• [STATED PROBLEM 1]: Rewrite the entries from the line containing "Where can you spot the cumulus" through the line containing "(1066, 414)", with "carrot cube" changed to "diced carrot" and nothing else altered.

-- start of EXTRACTED TEXT --

Speeding up reannotate
John Arbash Meinel
john at arbash-meinel.com
Tue Feb 12 14:08:26 GMT 2008
Aaron Bentley wrote:
> John Arbash Meinel wrote:
>> John Arbash Meinel wrote:
>
>> ...
>
>>> Writing this down did bring up 1 possibility. After we've annotated
>>> with the left-hand parent, what if we do the diff versus the annotated
>>> right-hand parent.
>
>> I think I've implemented this, and it did indeed make it faster, but it
>> seems to be generating different results.
>
> It's surprising that it would we faster, because all that's needed to
> compare the two versions is a simple linear scan. And that has O(n)
> complexity, compared to Patience, which has O(n²) complexity.
>
>> I'm trying to figure out why, at the moment the best I can come up with
>> is that lines which used to be considered "common" and thus would not be
>> points to line-up, now have a chance to be considered unique, because
>> their annotation information is different.
>
> By doing sequence matching, you're ignoring the eqivalence info we
> already have. I'm still surprised you found a difference, though.
>
> Aaron
If you have a 1000 line file, and the left side changes 10 lines, and the right
side changes 20.
The existing code builds up a list of annotated lines based on the difference to
left parent, I call this the "left-annotated new lines". I haven't changed this
part.
It then annotated versus the right hand parent. Starting with a diff (1000x1000
lines), and then creating 1000 tuples pulling some from the right parent and
marking some as new.
Then it would do a linear scan across all 1000 lines, to compare the annotations
and resolve differences.
My first update changed the middle step to not build up right-annotation new
lines, instead it could do the diff against the plain text right parent, and
then for regions marked "unchanged" it would resolve left versus right, for
regions marked "new" it would just return the left-side annotations.
This helped a little bit, but the bulk of the lines are "unchanged" and require
resolving. (I think the big help here is not having to create all the tuples and
then strip them so that it can just compare the annotation info.)

-- end of EXTRACTED TEXT --

• [STATED PROBLEM 2]: Copy, word for word, the passage of the message on speeding up reannotate that begins with the words containing "Then it would" and ends with "the left-side annotations.".

-- start of INPUT DATA --

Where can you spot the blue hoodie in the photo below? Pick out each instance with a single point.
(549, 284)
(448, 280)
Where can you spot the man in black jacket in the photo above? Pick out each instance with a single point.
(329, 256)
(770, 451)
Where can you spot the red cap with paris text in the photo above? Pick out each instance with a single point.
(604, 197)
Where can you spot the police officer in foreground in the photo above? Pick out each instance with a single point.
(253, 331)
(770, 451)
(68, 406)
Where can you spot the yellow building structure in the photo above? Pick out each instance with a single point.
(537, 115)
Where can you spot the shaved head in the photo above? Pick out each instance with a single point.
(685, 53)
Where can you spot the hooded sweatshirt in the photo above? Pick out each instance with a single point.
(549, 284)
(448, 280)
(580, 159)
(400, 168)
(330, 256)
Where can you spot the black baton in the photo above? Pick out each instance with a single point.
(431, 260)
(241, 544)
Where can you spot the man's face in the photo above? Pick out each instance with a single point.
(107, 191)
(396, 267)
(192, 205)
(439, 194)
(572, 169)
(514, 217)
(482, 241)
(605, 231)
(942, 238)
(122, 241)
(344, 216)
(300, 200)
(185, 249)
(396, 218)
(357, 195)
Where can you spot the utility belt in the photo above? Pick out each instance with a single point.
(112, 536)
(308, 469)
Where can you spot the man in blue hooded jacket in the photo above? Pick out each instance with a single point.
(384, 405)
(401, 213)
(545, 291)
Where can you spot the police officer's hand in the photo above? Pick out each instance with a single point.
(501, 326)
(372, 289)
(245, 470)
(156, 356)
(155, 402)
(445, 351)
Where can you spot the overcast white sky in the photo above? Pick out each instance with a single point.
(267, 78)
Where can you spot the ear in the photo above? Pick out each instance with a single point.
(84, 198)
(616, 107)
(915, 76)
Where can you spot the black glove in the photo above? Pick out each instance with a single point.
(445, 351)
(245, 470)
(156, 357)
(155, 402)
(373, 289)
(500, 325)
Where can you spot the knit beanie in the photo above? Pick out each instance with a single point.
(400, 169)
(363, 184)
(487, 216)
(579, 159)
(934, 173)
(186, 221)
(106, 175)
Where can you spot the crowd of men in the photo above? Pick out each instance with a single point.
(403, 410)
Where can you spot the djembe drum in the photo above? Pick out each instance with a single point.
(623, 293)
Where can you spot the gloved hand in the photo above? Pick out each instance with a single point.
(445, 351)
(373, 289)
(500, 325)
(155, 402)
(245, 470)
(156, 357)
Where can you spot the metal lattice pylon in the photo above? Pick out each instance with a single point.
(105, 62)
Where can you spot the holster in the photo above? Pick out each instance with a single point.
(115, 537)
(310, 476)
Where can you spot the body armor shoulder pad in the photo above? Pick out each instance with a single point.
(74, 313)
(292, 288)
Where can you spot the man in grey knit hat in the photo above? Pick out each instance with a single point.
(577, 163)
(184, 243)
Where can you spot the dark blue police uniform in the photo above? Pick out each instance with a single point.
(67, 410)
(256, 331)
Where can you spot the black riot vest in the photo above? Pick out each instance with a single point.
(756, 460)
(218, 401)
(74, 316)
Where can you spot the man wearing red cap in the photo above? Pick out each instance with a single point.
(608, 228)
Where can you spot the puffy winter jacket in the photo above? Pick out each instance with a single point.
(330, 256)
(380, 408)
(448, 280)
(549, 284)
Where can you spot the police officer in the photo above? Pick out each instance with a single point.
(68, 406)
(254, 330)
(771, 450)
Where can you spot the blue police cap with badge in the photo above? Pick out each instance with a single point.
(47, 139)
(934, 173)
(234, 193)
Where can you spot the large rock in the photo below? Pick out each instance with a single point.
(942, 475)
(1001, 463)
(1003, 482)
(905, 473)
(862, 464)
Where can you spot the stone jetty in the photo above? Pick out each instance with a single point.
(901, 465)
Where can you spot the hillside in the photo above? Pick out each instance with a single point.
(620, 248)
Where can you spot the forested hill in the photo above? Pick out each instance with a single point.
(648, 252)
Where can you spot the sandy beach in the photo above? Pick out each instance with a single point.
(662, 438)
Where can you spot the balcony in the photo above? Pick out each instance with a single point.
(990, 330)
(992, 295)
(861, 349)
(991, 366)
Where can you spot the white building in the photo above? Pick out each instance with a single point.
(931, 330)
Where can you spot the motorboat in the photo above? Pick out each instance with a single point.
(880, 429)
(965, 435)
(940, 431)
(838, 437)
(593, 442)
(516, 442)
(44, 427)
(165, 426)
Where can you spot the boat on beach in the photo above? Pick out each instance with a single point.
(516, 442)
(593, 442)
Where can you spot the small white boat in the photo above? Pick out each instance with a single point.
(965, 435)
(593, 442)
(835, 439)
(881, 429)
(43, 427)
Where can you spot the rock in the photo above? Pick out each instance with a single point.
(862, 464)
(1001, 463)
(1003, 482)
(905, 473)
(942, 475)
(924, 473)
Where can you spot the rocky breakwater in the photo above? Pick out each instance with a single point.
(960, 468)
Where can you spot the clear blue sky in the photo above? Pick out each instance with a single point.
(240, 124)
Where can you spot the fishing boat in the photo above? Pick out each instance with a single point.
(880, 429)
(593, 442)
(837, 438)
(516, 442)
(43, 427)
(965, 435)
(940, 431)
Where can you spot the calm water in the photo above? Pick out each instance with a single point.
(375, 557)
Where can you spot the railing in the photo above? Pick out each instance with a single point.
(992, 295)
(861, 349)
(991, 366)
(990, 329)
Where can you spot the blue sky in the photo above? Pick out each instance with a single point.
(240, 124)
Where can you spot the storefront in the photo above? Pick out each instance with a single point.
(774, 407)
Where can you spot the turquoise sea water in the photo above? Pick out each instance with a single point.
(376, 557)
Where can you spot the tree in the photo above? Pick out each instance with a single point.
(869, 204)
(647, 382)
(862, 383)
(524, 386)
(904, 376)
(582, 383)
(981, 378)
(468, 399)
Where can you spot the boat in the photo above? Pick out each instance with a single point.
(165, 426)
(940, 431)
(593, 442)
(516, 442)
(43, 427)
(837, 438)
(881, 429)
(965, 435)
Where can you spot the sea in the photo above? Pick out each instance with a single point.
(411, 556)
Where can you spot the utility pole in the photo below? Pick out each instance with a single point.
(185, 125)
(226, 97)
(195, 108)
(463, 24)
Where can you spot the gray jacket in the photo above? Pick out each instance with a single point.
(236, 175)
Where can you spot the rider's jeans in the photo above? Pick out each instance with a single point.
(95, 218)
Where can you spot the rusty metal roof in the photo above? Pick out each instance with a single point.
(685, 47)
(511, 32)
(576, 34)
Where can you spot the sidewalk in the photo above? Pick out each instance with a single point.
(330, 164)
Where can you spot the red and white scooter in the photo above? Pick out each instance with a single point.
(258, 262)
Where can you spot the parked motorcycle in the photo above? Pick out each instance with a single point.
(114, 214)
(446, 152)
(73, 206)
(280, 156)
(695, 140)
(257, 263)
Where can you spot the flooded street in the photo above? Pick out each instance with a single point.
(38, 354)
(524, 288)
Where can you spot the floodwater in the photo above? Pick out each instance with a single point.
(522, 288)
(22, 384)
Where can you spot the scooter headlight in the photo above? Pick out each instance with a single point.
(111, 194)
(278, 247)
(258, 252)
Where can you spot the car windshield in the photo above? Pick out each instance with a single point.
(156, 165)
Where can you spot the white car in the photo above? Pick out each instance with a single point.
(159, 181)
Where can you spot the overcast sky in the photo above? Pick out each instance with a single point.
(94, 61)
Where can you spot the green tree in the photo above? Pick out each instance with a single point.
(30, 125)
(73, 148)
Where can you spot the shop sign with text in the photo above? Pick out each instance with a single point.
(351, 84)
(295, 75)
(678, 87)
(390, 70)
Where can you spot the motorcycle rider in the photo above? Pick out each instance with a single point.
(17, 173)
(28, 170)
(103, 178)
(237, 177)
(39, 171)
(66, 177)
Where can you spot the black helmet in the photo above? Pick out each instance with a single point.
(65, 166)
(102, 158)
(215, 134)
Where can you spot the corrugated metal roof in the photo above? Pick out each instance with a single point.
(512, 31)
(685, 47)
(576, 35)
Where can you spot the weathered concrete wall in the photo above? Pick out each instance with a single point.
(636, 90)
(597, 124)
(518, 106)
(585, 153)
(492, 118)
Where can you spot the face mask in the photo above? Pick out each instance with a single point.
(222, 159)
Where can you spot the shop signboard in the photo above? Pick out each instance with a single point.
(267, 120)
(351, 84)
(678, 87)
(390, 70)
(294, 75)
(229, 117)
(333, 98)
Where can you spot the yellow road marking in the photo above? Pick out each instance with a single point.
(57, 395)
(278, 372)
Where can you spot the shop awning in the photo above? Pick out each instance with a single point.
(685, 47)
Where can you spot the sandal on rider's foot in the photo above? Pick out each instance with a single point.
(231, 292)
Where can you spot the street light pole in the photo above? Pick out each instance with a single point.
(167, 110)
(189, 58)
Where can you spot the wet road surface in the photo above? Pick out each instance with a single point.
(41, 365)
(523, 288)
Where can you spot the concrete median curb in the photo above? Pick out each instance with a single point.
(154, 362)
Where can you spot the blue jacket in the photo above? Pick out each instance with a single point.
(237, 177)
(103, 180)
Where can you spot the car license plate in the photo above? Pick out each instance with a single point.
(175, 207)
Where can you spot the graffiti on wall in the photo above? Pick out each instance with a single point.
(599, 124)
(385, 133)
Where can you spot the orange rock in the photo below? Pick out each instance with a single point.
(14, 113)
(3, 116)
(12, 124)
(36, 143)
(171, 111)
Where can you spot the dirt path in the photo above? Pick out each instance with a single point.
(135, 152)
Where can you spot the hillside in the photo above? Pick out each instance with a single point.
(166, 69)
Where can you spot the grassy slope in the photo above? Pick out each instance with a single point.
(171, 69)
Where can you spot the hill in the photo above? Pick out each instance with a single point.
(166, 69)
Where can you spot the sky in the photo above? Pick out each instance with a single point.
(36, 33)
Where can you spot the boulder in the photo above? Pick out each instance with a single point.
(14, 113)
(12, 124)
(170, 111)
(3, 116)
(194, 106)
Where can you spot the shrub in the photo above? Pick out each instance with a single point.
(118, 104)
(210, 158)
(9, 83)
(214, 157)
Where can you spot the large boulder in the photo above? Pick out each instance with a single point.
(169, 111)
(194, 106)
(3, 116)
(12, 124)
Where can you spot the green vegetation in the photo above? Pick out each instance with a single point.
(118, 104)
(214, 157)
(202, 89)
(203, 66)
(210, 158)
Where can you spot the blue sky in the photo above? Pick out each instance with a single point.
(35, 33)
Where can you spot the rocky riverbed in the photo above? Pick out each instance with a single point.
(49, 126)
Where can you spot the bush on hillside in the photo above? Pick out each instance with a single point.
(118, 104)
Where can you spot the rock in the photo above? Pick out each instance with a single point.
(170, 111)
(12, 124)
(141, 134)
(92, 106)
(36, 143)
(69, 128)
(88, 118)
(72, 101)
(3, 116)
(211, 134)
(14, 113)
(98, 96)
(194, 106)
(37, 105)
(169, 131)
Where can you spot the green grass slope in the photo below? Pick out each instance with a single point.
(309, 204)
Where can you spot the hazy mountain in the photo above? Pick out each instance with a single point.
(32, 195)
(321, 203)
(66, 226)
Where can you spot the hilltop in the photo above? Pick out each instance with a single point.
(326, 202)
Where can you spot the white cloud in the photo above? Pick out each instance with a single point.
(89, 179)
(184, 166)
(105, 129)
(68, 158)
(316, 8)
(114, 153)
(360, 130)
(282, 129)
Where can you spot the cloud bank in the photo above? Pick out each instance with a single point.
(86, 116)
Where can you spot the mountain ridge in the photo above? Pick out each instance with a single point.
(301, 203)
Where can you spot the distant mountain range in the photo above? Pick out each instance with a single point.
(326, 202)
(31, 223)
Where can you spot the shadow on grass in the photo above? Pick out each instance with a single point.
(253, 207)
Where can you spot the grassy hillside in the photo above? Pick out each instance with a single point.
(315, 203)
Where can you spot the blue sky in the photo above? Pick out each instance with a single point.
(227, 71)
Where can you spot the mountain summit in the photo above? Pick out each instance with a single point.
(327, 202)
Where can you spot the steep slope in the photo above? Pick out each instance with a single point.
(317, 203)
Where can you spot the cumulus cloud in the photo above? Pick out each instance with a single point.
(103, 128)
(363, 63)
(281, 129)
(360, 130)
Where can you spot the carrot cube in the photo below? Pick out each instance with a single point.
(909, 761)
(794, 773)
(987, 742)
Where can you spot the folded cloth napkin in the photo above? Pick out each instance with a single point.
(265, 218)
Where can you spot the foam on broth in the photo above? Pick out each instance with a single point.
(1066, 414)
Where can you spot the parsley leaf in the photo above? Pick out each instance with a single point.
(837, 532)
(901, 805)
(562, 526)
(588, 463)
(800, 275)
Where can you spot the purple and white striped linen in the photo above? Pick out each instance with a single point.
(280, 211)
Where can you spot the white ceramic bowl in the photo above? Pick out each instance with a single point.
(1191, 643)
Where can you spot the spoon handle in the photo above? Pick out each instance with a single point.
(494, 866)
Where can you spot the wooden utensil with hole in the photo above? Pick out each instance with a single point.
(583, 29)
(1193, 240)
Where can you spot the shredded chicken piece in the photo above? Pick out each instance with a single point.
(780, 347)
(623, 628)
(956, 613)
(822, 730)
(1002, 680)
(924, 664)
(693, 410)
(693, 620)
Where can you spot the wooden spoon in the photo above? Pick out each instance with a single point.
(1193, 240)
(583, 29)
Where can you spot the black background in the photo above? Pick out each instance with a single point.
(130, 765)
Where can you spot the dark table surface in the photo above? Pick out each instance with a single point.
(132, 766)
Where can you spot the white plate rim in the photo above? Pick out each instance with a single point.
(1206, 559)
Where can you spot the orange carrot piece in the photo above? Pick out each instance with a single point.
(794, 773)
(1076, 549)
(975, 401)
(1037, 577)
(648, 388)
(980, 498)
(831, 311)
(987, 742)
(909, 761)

-- end of INPUT DATA --

• [CORRECT ANSWER 1]:
Where can you spot the cumulus cloud in the photo above? Pick out each instance with a single point.
(103, 128)
(363, 63)
(281, 129)
(360, 130)
Where can you spot the diced carrot in the photo below? Pick out each instance with a single point.
(909, 761)
(794, 773)
(987, 742)
Where can you spot the folded cloth napkin in the photo above? Pick out each instance with a single point.
(265, 218)
Where can you spot the foam on broth in the photo above? Pick out each instance with a single point.
(1066, 414)

• [CORRECT ANSWER 2]:
Then it would do a linear scan across all 1000 lines, to compare the annotations
and resolve differences.
My first update changed the middle step to not build up right-annotation new
lines, instead it could do the diff against the plain text right parent, and
then for regions marked "unchanged" it would resolve left versus right, for
regions marked "new" it would just return the left-side annotations.